» **PROVIDED RECORDS**:
================================
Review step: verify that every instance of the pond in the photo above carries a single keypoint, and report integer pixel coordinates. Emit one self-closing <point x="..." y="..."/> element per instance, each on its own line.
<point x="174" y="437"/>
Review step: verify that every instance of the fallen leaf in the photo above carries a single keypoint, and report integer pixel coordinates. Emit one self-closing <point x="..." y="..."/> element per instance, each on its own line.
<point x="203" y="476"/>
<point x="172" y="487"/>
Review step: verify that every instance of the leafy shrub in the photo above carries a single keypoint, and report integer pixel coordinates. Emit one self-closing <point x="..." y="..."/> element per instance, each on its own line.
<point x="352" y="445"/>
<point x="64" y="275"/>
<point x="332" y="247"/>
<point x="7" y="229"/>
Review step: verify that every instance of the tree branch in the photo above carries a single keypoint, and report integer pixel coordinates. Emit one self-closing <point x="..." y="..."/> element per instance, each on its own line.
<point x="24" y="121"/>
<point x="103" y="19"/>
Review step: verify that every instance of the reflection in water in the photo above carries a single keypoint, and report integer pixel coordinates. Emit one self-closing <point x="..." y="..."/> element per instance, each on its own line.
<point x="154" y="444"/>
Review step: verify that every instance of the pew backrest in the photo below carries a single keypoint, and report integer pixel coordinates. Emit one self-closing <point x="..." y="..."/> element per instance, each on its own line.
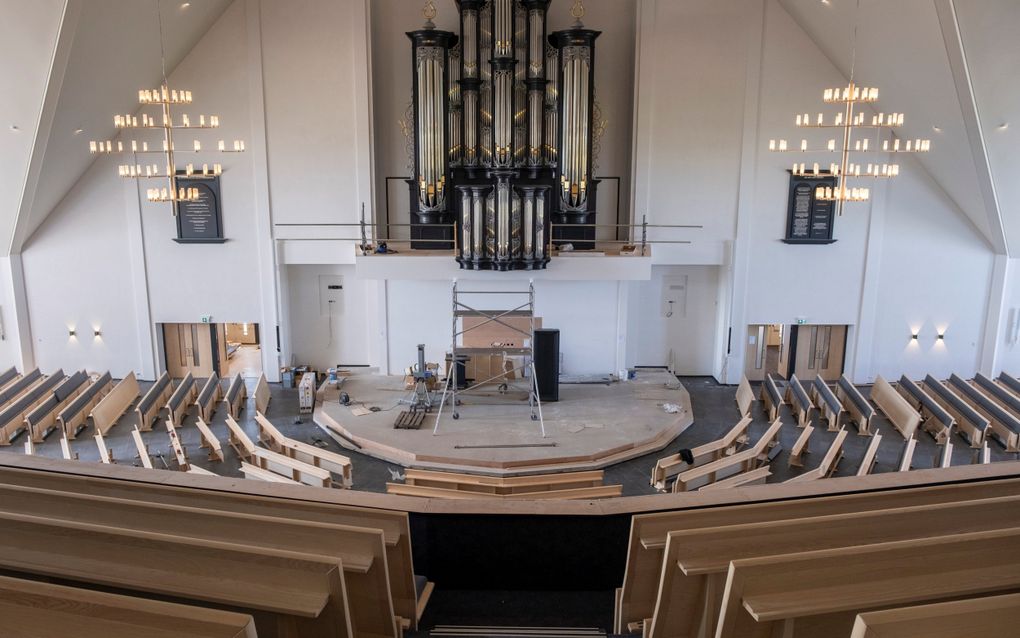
================================
» **TASK**: Set the pictures aside and repeat only the lines from the one containing "Review step: verify that every instance of the reflection" through the last line of the entries above, exactly as they stand.

» **RESPONSE TO THIS TASK**:
Review step: verify that every instance of the reflection in water in the photo above carries a single keypoint, and report integer pixel coordinates. Emit one self-closing <point x="..." y="..."/> element per instance, each on its own line.
<point x="154" y="444"/>
Review step: verify that every instance of the pew backrest in the photo below carries a single keypoint, and report integer pixel coordinates. Emit one self-closing <point x="..." y="..."/> element per instance, each on its own line.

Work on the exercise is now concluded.